Exercise description: Update the items starting at "Target: overcast sky" and ending at "(1042, 618)" by replacing "Indicate" with "Mark" and leaving everything else unchanged. Give only those lines.

--- --- ---

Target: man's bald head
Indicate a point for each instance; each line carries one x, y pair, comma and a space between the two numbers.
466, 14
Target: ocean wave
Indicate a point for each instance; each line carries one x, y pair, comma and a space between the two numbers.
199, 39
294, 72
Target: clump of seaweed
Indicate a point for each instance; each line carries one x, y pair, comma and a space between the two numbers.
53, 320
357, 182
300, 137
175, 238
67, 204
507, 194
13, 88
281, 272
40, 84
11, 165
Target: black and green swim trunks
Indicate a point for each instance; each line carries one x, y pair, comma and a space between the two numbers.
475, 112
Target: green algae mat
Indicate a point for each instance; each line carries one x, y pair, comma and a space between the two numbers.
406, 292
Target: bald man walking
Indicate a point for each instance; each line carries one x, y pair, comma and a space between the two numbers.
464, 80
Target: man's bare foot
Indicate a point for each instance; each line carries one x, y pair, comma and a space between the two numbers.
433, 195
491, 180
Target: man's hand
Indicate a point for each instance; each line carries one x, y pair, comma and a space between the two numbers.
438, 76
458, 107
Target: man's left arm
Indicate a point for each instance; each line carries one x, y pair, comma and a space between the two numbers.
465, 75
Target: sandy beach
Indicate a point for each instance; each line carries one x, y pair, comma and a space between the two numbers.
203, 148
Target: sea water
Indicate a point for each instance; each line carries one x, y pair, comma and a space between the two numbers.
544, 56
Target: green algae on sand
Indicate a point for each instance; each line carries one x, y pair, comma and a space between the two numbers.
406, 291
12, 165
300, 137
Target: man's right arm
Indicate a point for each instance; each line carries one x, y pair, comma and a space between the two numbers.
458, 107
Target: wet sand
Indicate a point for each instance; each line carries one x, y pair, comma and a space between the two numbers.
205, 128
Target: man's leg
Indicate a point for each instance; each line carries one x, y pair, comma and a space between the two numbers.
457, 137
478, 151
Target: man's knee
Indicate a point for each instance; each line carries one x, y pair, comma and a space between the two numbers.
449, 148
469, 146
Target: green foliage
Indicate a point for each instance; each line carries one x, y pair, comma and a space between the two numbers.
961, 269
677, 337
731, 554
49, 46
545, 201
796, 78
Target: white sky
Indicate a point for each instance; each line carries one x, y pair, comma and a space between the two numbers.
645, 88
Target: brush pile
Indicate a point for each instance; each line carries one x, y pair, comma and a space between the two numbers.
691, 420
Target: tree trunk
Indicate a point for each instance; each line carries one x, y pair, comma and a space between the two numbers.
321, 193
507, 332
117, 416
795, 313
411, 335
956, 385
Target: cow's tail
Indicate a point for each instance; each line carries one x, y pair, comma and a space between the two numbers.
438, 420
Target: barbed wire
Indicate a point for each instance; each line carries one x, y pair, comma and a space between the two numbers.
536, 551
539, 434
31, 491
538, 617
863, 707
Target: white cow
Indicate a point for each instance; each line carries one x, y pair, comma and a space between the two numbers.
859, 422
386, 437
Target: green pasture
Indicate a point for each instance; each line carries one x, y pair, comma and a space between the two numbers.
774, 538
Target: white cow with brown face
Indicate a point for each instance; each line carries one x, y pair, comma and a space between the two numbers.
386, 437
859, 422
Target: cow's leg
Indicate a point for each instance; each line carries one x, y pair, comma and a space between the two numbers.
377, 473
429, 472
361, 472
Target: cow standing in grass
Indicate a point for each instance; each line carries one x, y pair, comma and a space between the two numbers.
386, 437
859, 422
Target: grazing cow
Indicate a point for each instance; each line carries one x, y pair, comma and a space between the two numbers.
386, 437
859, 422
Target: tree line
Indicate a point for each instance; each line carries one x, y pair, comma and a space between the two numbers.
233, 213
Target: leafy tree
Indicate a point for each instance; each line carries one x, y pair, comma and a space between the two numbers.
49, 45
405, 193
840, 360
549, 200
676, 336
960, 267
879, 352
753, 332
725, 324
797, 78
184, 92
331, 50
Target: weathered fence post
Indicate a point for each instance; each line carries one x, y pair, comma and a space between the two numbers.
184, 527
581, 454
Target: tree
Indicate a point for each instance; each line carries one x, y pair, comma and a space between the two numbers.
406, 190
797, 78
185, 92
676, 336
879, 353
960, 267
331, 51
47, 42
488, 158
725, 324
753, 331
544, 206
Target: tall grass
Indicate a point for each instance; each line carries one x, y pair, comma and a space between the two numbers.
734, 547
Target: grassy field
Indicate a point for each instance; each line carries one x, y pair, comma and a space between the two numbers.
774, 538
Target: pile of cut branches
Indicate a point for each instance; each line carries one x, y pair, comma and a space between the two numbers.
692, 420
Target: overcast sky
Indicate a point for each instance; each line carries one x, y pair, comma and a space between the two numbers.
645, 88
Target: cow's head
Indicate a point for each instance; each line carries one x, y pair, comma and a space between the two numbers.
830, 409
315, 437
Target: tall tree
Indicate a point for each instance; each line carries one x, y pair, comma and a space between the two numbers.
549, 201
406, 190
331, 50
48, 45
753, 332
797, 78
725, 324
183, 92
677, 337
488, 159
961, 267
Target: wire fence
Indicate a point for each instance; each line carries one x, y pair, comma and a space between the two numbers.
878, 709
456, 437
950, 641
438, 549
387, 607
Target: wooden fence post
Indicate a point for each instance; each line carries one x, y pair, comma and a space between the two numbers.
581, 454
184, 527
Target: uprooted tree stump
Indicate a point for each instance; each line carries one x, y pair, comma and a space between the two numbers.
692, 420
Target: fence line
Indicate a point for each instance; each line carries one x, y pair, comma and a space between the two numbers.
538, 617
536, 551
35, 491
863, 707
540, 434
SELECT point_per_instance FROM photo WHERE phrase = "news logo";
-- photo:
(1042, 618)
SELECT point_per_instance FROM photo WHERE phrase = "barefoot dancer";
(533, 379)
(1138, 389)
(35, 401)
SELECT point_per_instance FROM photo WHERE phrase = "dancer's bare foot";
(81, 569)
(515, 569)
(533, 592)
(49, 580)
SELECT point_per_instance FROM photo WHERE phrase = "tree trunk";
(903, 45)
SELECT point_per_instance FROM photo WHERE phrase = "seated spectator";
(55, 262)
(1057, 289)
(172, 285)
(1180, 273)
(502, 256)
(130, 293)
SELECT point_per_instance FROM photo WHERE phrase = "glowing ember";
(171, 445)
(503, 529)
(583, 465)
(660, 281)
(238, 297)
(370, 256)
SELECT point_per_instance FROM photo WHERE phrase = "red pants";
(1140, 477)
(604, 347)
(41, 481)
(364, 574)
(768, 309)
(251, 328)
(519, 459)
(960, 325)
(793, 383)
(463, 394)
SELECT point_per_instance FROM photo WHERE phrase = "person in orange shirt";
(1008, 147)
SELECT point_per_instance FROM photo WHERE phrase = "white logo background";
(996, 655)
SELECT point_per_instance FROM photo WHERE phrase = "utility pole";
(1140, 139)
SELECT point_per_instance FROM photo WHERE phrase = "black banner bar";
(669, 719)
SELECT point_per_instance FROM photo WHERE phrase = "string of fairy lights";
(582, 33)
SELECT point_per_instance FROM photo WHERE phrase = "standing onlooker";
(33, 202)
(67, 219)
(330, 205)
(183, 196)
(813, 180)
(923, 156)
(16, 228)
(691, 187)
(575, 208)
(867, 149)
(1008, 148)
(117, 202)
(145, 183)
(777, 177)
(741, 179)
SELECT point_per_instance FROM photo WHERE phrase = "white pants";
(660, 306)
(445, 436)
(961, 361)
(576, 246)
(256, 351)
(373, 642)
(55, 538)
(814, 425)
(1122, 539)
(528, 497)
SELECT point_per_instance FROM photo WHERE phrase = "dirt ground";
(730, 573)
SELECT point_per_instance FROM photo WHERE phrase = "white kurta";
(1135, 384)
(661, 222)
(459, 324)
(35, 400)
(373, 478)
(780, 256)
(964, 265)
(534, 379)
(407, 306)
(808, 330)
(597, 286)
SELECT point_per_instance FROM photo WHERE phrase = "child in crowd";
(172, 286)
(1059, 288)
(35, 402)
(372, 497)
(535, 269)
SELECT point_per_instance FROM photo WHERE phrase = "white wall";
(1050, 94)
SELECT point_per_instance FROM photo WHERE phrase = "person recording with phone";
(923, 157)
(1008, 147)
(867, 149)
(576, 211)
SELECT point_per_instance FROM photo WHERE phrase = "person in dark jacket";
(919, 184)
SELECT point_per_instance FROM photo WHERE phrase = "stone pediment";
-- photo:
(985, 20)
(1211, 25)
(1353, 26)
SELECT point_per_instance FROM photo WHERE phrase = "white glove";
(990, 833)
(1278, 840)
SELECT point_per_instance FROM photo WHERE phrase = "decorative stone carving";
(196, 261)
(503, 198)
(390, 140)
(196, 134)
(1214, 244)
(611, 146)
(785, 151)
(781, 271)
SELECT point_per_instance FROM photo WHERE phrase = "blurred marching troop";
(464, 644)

--- --- ---

Result of this exercise:
Target: overcast sky
Mark a point for each instance; each line carries one x, y pair, comma and a space between the two numbers.
645, 88
Target: cow's head
Mark a point for each instance; each line carries one x, y pair, comma and a space between the two numbers.
830, 409
315, 437
Target: tall tree
Mark a point for each instance; each line carries one x, y pair, comma and a space between the two numbers.
549, 201
406, 190
331, 50
48, 45
753, 332
797, 78
725, 324
183, 92
677, 337
488, 159
961, 267
Target: wire fence
Mark a point for each instance; each line carries one x, y pair, comma and a space between the two numbers.
878, 709
456, 437
950, 641
438, 549
387, 607
Target: wooden fence post
Mark a point for each instance; each line carries one x, y pair, comma and a space between the two numbers.
581, 454
184, 527
Target: uprooted tree stump
Mark a point for each instance; each line carries one x, y pair, comma and a space between the two numbers.
692, 420
Target: fence line
Mark a point for each instance; each line carries one x, y pair, comma and a space between the two numbers.
538, 617
536, 551
35, 491
863, 707
540, 434
SELECT point_per_instance FROM photo WHERE phrase = "news logo";
-- photo:
(1042, 618)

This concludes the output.